◆ Consigne écrite a
Pouvez-vous citer mot pour mot le texte sur Amina Sbouï, depuis « en jargon marketing » jusqu'à « ultracâblées. » inclus ?
═══ Texte ═══
Le cas du revirement de
conscience d'Amina Sbouï
Amina Sbouï, militante
tunisienne, déclare qu'elle quitte les Femen en invoquant
comme principale raison que cette organisation serait
« islamophobe »... Dans un premier temps, j'ai pensé que
l'information n'avait aucun intérêt, compte tenu du caractère déjà
insignifiant de ces bêtes de foire demi-télégéniques que sont les
Femen ; insignifiance d'autant plus appuyée, vous m'excuserez
un supplément de mépris lorsqu'il s'agit de me too-product
(traduire par : “moi aussi je peux faire encore plus bas de gamme”
en jargon marketing ès agroalimentation), qu'elle concerne sa
succursale maghrébine : une seule employée, mais bien gavée
au PAF et autres merdes onctueusement brassées par
l'américanocentrifugeuse, dans la mesure où j'imagine, vu son âge,
qu'elle appartient à cette génération de désorientales
ultracâblées.
═══ Lignes sources ═══
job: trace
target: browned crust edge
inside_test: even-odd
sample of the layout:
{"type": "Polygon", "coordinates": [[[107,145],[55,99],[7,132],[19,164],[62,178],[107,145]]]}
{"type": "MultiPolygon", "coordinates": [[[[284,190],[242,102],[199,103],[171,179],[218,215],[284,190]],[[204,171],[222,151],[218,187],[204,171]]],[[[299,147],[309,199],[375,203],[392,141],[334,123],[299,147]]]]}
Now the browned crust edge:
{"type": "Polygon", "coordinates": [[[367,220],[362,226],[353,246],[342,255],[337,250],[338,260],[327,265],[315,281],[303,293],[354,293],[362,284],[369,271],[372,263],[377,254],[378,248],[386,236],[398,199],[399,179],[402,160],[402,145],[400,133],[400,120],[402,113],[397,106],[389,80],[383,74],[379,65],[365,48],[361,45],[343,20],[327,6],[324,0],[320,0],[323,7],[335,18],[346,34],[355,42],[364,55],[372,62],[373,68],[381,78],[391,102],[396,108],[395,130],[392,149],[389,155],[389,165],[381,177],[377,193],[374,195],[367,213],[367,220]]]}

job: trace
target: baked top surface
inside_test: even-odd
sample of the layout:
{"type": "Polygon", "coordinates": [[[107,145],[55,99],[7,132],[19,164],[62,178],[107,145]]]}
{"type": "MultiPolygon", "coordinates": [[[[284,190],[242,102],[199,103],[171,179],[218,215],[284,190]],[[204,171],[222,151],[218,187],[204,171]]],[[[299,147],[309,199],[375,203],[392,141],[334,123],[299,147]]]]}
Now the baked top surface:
═══
◆ Consigne écrite b
Pouvez-vous réécrire les lignes sources, du début jusqu'à la ligne contenant « Now the browned » incluse, en remplaçant « even-odd » par « nonzero » sans rien modifier d'autre ? Ne redonnez que ces lignes.

◆ Réponse rédigée a
en jargon marketing ès agroalimentation), qu'elle concerne sa
succursale maghrébine : une seule employée, mais bien gavée
au PAF et autres merdes onctueusement brassées par
l'américanocentrifugeuse, dans la mesure où j'imagine, vu son âge,
qu'elle appartient à cette génération de désorientales
ultracâblées.

◆ Réponse rédigée b
job: trace
target: browned crust edge
inside_test: nonzero
sample of the layout:
{"type": "Polygon", "coordinates": [[[107,145],[55,99],[7,132],[19,164],[62,178],[107,145]]]}
{"type": "MultiPolygon", "coordinates": [[[[284,190],[242,102],[199,103],[171,179],[218,215],[284,190]],[[204,171],[222,151],[218,187],[204,171]]],[[[299,147],[309,199],[375,203],[392,141],[334,123],[299,147]]]]}
Now the browned crust edge:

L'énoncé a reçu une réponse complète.